• Exercise details
Locate every line in the items below that contains the string "railing", and copy each one. Matching is case-sensitive.

--- begin Records to process ---

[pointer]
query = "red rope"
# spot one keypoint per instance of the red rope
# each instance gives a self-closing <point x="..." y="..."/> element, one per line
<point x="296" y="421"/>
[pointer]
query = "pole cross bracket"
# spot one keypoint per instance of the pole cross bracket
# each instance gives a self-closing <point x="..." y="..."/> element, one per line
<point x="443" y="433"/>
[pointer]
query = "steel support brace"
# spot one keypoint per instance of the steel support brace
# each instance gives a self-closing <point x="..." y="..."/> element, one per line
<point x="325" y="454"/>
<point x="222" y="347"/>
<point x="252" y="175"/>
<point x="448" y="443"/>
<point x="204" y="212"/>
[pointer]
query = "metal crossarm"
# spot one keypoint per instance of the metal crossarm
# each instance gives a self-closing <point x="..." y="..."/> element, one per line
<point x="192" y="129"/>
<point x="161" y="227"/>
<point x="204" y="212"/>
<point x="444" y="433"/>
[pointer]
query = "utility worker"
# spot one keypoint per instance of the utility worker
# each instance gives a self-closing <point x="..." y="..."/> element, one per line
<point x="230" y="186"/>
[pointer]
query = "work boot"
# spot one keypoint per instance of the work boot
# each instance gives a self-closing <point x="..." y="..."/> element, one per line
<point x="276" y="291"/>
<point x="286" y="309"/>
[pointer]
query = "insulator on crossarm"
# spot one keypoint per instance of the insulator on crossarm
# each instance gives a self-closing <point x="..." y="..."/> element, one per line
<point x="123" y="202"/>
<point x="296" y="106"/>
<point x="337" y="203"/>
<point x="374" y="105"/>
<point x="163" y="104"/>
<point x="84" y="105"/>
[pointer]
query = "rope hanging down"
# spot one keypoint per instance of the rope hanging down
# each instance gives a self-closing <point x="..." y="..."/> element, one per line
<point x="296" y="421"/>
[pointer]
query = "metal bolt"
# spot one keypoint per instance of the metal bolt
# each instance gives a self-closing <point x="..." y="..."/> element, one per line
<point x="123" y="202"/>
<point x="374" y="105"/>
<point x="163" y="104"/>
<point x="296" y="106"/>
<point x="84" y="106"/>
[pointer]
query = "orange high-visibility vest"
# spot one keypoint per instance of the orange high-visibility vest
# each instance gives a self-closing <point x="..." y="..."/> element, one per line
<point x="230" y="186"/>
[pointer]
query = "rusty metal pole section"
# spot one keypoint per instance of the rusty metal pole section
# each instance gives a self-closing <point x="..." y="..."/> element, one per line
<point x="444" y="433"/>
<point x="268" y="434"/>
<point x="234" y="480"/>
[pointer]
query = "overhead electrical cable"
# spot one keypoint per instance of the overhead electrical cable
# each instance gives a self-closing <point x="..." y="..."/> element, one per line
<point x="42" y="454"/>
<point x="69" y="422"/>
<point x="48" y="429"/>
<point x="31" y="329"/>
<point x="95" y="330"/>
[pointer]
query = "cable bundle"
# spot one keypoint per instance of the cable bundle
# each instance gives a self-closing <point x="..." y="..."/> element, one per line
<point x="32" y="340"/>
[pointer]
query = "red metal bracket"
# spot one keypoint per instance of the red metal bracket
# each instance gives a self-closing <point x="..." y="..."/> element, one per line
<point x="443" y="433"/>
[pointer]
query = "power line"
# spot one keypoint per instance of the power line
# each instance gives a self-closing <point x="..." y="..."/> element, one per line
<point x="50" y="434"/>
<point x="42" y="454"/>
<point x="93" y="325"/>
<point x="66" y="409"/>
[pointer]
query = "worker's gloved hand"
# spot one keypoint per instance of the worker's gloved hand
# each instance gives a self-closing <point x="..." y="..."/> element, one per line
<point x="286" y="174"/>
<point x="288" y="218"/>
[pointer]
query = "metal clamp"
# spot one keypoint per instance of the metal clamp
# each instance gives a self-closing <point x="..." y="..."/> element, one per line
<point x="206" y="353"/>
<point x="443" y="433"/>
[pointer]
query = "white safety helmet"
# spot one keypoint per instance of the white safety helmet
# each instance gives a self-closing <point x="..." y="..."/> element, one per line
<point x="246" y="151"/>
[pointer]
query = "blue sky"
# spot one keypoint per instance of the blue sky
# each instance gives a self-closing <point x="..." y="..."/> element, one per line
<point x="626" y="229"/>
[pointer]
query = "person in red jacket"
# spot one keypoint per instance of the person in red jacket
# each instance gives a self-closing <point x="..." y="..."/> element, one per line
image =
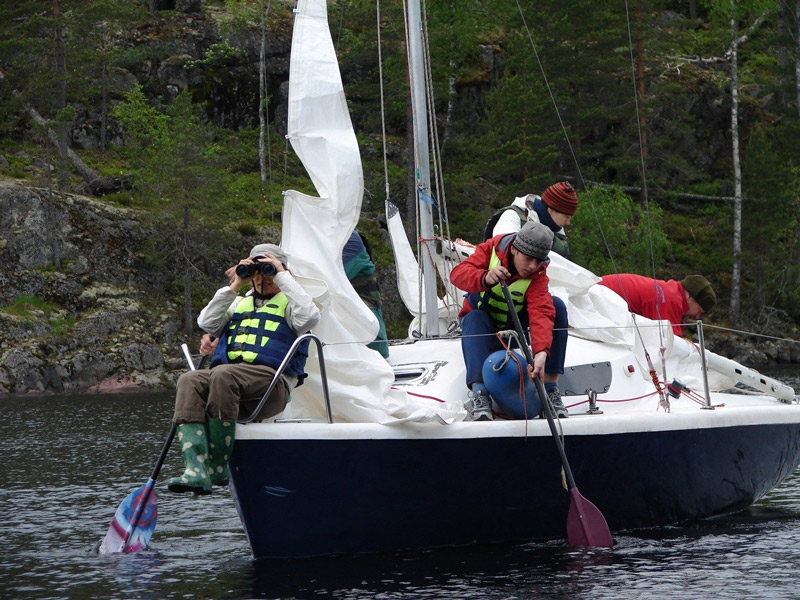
<point x="519" y="259"/>
<point x="664" y="300"/>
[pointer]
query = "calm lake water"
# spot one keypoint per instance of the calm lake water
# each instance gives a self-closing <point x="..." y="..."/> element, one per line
<point x="67" y="463"/>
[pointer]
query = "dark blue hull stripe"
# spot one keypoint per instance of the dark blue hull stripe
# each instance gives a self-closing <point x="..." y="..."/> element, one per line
<point x="316" y="497"/>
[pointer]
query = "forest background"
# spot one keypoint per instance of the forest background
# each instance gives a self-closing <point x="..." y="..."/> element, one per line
<point x="678" y="122"/>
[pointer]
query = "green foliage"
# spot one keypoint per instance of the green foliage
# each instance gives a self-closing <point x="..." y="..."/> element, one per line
<point x="218" y="55"/>
<point x="145" y="126"/>
<point x="613" y="234"/>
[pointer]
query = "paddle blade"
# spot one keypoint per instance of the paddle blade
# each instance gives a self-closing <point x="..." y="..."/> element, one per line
<point x="133" y="523"/>
<point x="586" y="525"/>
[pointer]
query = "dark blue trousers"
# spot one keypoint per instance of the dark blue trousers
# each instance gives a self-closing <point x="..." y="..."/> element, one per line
<point x="478" y="340"/>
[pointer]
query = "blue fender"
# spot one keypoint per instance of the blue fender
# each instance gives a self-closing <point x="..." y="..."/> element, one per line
<point x="502" y="377"/>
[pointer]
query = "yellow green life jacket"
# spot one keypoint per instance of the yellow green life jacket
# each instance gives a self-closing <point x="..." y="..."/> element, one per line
<point x="260" y="336"/>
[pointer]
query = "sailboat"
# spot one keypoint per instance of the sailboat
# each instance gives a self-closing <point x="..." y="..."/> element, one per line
<point x="374" y="455"/>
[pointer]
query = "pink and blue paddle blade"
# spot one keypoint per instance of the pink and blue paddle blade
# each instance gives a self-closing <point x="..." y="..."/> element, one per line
<point x="586" y="525"/>
<point x="133" y="523"/>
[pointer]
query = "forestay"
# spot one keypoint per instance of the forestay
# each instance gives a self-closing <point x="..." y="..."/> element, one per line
<point x="315" y="230"/>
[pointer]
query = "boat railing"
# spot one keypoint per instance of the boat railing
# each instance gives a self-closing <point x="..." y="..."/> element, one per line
<point x="282" y="367"/>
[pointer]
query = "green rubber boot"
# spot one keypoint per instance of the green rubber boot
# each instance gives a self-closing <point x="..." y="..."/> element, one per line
<point x="193" y="441"/>
<point x="221" y="435"/>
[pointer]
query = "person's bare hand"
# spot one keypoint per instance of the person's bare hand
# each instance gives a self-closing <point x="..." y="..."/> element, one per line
<point x="495" y="275"/>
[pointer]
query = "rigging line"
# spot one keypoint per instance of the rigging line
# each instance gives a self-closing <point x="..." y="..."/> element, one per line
<point x="441" y="201"/>
<point x="644" y="185"/>
<point x="263" y="113"/>
<point x="383" y="107"/>
<point x="552" y="96"/>
<point x="566" y="137"/>
<point x="641" y="142"/>
<point x="414" y="133"/>
<point x="745" y="333"/>
<point x="444" y="224"/>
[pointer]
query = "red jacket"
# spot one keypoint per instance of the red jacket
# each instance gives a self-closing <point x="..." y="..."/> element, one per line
<point x="651" y="298"/>
<point x="470" y="274"/>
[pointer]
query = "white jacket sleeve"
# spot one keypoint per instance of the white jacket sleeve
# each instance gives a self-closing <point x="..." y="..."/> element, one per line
<point x="218" y="311"/>
<point x="301" y="314"/>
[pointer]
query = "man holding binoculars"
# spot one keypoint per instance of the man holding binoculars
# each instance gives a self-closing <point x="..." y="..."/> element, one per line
<point x="253" y="335"/>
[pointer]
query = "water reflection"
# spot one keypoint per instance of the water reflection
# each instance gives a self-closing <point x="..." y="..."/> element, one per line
<point x="69" y="461"/>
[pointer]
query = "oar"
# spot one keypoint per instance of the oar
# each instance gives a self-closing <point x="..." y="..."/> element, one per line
<point x="135" y="520"/>
<point x="586" y="525"/>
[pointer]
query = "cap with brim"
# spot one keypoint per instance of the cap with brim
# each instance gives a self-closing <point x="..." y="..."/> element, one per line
<point x="264" y="249"/>
<point x="700" y="290"/>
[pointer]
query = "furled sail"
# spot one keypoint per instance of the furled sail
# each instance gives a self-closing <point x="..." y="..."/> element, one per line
<point x="315" y="230"/>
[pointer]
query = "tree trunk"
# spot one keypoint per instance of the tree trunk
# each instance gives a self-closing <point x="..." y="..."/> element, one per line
<point x="104" y="42"/>
<point x="797" y="54"/>
<point x="737" y="182"/>
<point x="62" y="129"/>
<point x="640" y="90"/>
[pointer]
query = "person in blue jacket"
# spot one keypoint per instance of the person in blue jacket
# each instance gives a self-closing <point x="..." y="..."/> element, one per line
<point x="360" y="270"/>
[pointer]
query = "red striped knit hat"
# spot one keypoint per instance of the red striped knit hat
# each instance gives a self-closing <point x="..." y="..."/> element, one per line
<point x="561" y="197"/>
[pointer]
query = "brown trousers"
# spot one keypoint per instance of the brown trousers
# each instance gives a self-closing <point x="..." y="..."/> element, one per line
<point x="219" y="393"/>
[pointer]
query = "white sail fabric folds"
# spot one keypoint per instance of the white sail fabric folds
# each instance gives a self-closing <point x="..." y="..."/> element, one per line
<point x="315" y="230"/>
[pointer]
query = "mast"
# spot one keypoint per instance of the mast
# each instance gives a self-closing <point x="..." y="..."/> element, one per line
<point x="430" y="326"/>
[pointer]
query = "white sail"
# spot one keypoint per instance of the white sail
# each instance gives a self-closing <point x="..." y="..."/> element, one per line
<point x="315" y="230"/>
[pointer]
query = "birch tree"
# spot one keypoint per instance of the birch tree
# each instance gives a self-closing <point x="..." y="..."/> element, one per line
<point x="732" y="11"/>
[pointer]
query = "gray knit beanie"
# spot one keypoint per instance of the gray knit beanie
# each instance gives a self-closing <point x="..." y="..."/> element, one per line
<point x="534" y="240"/>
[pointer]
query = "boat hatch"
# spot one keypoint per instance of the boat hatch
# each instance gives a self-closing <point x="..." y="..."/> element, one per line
<point x="409" y="374"/>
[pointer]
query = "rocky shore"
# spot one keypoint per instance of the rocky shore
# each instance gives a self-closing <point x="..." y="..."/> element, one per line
<point x="82" y="308"/>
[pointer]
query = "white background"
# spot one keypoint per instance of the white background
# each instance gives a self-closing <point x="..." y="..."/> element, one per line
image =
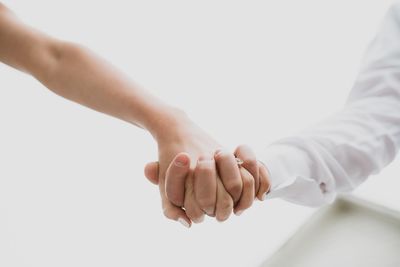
<point x="72" y="190"/>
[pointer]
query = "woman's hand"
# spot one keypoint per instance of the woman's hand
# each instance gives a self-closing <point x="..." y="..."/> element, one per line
<point x="201" y="180"/>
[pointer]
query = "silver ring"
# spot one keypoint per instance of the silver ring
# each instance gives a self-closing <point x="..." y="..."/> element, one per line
<point x="239" y="162"/>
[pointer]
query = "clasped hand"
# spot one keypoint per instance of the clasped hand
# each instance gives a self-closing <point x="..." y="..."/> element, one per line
<point x="197" y="178"/>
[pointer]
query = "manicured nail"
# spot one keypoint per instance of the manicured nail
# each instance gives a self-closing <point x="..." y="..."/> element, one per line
<point x="239" y="212"/>
<point x="199" y="220"/>
<point x="219" y="151"/>
<point x="184" y="222"/>
<point x="181" y="161"/>
<point x="209" y="211"/>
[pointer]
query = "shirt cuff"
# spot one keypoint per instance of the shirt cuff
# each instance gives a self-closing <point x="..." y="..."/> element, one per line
<point x="290" y="170"/>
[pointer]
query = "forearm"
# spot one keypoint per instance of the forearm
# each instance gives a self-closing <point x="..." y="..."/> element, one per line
<point x="342" y="151"/>
<point x="75" y="73"/>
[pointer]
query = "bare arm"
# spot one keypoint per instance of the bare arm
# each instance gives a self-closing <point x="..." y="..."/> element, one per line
<point x="76" y="73"/>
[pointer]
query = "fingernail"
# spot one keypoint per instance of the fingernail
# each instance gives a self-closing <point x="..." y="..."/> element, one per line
<point x="181" y="161"/>
<point x="219" y="151"/>
<point x="238" y="213"/>
<point x="209" y="211"/>
<point x="184" y="222"/>
<point x="199" y="220"/>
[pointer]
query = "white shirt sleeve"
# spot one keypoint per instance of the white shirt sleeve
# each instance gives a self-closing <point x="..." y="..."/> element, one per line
<point x="339" y="153"/>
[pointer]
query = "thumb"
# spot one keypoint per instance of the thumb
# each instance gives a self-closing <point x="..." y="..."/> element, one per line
<point x="151" y="172"/>
<point x="175" y="179"/>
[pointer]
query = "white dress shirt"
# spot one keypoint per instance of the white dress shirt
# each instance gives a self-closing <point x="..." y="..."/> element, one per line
<point x="340" y="153"/>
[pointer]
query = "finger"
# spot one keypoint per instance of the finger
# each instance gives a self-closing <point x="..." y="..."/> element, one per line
<point x="250" y="163"/>
<point x="205" y="184"/>
<point x="151" y="172"/>
<point x="175" y="213"/>
<point x="247" y="198"/>
<point x="171" y="211"/>
<point x="193" y="210"/>
<point x="265" y="184"/>
<point x="175" y="179"/>
<point x="229" y="172"/>
<point x="224" y="206"/>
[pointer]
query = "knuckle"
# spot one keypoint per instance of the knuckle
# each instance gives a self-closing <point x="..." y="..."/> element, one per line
<point x="249" y="182"/>
<point x="226" y="204"/>
<point x="234" y="188"/>
<point x="205" y="202"/>
<point x="204" y="171"/>
<point x="168" y="212"/>
<point x="250" y="162"/>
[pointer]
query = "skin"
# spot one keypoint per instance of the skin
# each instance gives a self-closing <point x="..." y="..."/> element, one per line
<point x="190" y="184"/>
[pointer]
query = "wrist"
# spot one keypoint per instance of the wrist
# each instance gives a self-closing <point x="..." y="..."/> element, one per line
<point x="166" y="124"/>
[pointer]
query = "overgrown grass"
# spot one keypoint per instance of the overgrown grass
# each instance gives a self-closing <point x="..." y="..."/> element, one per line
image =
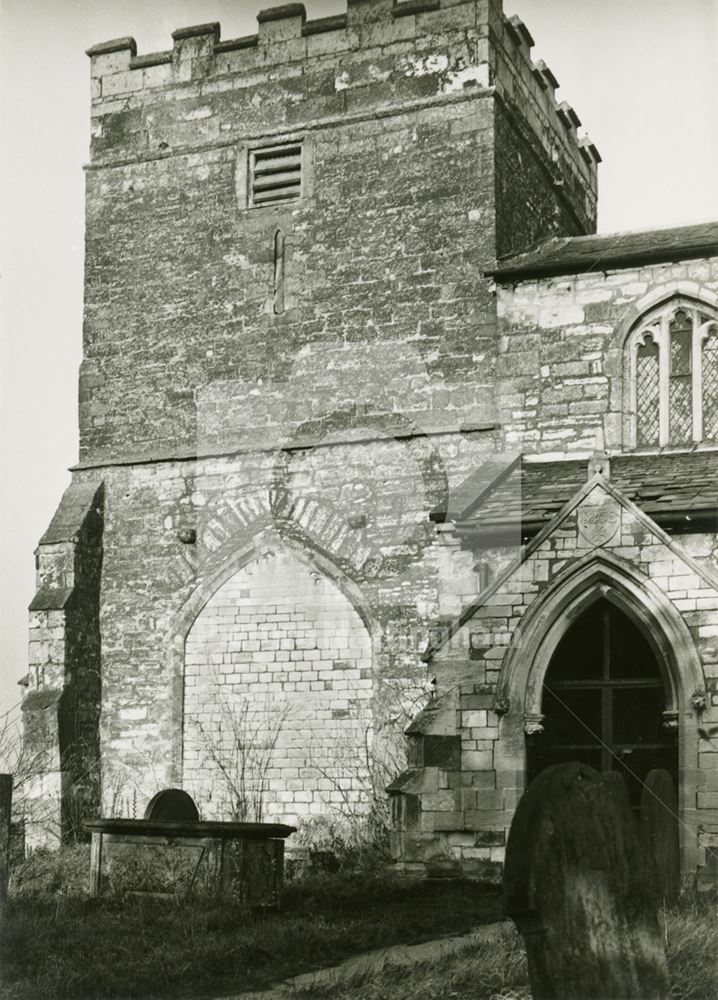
<point x="497" y="970"/>
<point x="60" y="944"/>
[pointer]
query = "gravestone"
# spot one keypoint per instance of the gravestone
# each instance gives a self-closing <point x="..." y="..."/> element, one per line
<point x="659" y="830"/>
<point x="171" y="805"/>
<point x="6" y="782"/>
<point x="579" y="887"/>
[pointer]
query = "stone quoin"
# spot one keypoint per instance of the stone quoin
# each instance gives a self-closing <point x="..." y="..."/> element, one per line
<point x="376" y="435"/>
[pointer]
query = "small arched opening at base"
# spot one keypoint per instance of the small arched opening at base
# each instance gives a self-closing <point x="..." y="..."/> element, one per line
<point x="604" y="702"/>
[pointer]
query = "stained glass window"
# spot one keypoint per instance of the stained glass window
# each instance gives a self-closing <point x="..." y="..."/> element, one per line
<point x="710" y="386"/>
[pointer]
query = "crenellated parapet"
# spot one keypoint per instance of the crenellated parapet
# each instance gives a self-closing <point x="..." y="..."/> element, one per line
<point x="293" y="71"/>
<point x="531" y="86"/>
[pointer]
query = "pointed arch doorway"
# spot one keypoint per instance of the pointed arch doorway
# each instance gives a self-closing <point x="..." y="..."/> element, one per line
<point x="604" y="701"/>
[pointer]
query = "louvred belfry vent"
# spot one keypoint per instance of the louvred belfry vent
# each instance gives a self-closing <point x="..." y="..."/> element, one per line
<point x="275" y="174"/>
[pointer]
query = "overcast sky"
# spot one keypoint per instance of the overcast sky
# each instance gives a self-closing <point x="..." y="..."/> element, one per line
<point x="642" y="75"/>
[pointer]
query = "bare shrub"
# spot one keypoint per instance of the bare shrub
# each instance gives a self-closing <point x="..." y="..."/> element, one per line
<point x="240" y="749"/>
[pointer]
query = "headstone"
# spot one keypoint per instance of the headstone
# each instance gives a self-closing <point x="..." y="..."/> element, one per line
<point x="659" y="829"/>
<point x="171" y="805"/>
<point x="579" y="888"/>
<point x="5" y="812"/>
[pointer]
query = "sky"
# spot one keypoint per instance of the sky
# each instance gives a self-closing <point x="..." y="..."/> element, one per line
<point x="641" y="74"/>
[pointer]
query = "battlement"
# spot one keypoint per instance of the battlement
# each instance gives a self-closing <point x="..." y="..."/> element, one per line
<point x="379" y="52"/>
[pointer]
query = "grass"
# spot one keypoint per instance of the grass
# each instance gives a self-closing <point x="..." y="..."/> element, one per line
<point x="497" y="971"/>
<point x="60" y="944"/>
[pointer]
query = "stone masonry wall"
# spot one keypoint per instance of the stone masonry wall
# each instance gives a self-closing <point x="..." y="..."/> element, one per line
<point x="280" y="659"/>
<point x="560" y="367"/>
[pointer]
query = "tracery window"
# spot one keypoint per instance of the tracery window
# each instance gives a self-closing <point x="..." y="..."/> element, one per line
<point x="672" y="369"/>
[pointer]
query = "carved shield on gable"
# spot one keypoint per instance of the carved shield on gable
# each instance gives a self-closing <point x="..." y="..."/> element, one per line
<point x="598" y="524"/>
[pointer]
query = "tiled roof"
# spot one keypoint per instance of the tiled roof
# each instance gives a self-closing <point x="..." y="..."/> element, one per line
<point x="667" y="487"/>
<point x="574" y="254"/>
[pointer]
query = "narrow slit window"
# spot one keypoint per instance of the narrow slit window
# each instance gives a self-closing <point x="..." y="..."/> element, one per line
<point x="681" y="397"/>
<point x="275" y="174"/>
<point x="647" y="392"/>
<point x="710" y="386"/>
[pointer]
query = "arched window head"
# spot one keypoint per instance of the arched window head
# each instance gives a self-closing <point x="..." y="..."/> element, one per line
<point x="671" y="366"/>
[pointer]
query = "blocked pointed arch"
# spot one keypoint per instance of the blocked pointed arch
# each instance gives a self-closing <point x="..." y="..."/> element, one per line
<point x="599" y="575"/>
<point x="602" y="575"/>
<point x="668" y="345"/>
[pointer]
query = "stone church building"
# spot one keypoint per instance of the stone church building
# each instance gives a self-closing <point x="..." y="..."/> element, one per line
<point x="376" y="436"/>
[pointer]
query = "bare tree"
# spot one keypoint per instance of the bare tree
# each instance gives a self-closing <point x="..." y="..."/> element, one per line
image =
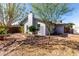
<point x="12" y="12"/>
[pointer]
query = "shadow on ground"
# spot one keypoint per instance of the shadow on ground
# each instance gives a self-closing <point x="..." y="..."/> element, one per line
<point x="45" y="42"/>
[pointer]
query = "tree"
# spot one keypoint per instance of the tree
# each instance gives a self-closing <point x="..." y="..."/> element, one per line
<point x="50" y="13"/>
<point x="12" y="12"/>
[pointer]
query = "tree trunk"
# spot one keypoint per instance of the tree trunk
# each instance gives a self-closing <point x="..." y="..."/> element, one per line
<point x="49" y="34"/>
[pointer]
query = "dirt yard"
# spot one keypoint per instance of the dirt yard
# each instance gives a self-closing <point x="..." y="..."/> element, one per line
<point x="25" y="45"/>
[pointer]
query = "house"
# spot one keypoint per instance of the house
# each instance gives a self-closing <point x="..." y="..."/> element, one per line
<point x="31" y="20"/>
<point x="59" y="27"/>
<point x="76" y="29"/>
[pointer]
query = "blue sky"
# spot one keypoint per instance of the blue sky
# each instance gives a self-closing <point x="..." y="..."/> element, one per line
<point x="72" y="16"/>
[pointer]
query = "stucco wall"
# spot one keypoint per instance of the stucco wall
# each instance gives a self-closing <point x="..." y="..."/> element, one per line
<point x="60" y="29"/>
<point x="28" y="23"/>
<point x="42" y="29"/>
<point x="75" y="29"/>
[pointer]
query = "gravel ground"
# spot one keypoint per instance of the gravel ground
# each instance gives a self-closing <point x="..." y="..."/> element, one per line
<point x="41" y="46"/>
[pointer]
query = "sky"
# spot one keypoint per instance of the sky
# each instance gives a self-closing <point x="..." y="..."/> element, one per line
<point x="71" y="17"/>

--- end Records to process ---

• Result for this exercise
query = "boat railing"
# spot one keypoint per instance of the boat railing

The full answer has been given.